Shorter version: They are pretty similar and not particularly liberal (certainly not as much as I would like them to be.)

There are some things I take issue with. For more on Obama's record on crime and defendants' rights, see my earlier analysis here.

It's true, as the article says, that while both support the death penalty, Obama worked to revise it in Illinois to prevent wrongful convictions and Hillary was an early and consistent supporter in Congress of the Innocence Protection Act.

But neither one opposes the death penalty for the guilty. Obama, for example, supported legislation in Illinois to increase crimes eligible for the death penalty -- specifically for those convicted of brutal murders of the elderly and mentally disabled. (Chicago Tribune, May 2, 2001, available on Lexis.com) He also supports it for heinous crimes.

In 2004, for the first time since the 1980's, the Dems, at the insistence of John Kerry, dropped the death penalty from their platform. Will Obama or Hillary pledge to keep it out? I doubt it.

On mandatory minimums, the article implies Obama is opposed to them while Hillary is not.

The two differ on crime-related issues that have a lower profile but affect many thousands of prisoners, most of them minorities - the disparity between sentences for offenses involving crack and powder cocaine, and the merits of federal mandatory-minimum sentencing laws. On both, Clinton lines up with the prosecution, Obama with the defense.

Extracted data entries:
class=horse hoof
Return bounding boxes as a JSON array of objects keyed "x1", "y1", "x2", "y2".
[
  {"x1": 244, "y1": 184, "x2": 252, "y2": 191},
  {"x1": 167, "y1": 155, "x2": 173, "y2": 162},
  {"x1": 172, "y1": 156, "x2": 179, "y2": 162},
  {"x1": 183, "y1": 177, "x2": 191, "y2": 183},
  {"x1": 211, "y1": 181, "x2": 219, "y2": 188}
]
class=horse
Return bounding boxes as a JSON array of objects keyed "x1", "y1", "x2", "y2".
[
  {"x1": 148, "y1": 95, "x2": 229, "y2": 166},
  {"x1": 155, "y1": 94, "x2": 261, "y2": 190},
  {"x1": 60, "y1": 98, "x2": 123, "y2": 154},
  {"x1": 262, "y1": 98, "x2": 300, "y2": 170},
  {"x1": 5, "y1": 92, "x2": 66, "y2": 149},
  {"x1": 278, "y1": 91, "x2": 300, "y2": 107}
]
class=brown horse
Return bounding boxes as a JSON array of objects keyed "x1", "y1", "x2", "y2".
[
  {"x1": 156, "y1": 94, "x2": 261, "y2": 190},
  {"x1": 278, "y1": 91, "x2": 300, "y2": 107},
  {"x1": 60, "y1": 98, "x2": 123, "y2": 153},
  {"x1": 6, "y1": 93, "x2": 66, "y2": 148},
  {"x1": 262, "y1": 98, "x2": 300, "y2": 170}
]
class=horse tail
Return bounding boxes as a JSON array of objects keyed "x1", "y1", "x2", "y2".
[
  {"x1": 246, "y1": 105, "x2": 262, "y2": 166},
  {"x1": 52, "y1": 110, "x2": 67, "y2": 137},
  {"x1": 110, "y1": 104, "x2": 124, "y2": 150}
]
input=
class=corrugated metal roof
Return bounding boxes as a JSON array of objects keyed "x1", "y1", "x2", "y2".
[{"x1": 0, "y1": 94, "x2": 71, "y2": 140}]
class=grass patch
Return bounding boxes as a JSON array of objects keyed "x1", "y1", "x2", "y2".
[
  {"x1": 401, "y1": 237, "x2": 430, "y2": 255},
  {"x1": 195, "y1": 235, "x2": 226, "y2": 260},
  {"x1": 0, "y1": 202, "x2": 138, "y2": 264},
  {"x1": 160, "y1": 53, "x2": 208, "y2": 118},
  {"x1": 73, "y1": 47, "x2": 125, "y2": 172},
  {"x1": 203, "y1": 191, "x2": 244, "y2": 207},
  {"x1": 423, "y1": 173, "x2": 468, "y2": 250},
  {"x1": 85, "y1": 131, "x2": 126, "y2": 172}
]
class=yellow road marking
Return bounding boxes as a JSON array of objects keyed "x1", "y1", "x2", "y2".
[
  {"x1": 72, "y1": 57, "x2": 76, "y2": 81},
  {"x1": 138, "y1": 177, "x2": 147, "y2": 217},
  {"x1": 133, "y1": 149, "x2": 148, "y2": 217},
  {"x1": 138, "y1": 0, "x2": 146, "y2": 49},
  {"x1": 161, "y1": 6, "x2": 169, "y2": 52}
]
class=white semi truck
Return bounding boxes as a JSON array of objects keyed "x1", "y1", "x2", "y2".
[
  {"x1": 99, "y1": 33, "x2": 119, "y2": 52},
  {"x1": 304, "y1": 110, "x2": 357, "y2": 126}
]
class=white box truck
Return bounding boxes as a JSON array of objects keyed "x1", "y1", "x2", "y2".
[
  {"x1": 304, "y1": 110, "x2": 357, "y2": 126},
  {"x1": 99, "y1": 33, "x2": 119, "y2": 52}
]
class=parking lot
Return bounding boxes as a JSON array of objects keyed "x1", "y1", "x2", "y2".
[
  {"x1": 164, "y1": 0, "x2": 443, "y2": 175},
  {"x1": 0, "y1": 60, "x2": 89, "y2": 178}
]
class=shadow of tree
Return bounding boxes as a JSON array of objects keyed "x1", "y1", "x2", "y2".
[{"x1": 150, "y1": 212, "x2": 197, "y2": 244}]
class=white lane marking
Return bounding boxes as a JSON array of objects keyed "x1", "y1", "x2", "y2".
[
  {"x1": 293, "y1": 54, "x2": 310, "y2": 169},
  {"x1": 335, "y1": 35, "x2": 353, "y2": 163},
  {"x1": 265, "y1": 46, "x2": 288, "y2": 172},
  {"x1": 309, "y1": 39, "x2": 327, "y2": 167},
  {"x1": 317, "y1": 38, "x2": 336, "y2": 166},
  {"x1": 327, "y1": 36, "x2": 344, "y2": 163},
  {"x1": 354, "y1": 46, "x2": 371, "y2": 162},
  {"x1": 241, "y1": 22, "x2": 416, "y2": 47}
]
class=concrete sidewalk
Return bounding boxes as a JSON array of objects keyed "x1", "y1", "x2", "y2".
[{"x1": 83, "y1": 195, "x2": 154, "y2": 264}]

(Directions):
a - Name every person mentioned by name in the commentary on Obama's and Hillary's crime positions.
b - Please carry on the commentary on Obama's and Hillary's crime positions from its last sentence.

(Response list):
a - Obama, Hillary Clinton, John Kerry

b -
While it accurately notes that Obama has tempered his opposition recently by merely calling for a review of mandatory minimums, he's also said his opposition applies to non-violent offenses. And he has doubts about spending political capital to change them.
He said that if he were to become president, he would support a commission to issue a report "that allows me to say that based on the expert evidence, this is not working and it's unfair and unjust. Then I would move legislation forward."
"Even if we fix this, if it was a 1-to-1 ratio, it's still a problem that folks are selling crack. It's still a problem that our young men are in a situation where they believe the only recourse for them is the drug trade. So there is a balancing act that has to be done in terms of, do we want to spend all our political capital on a very difficult issue that doesn't get at some of the underlying issues; whether we want to spend more of that political capital getting early childhood education in place, getting after-school programs in place, getting summer school programs in place."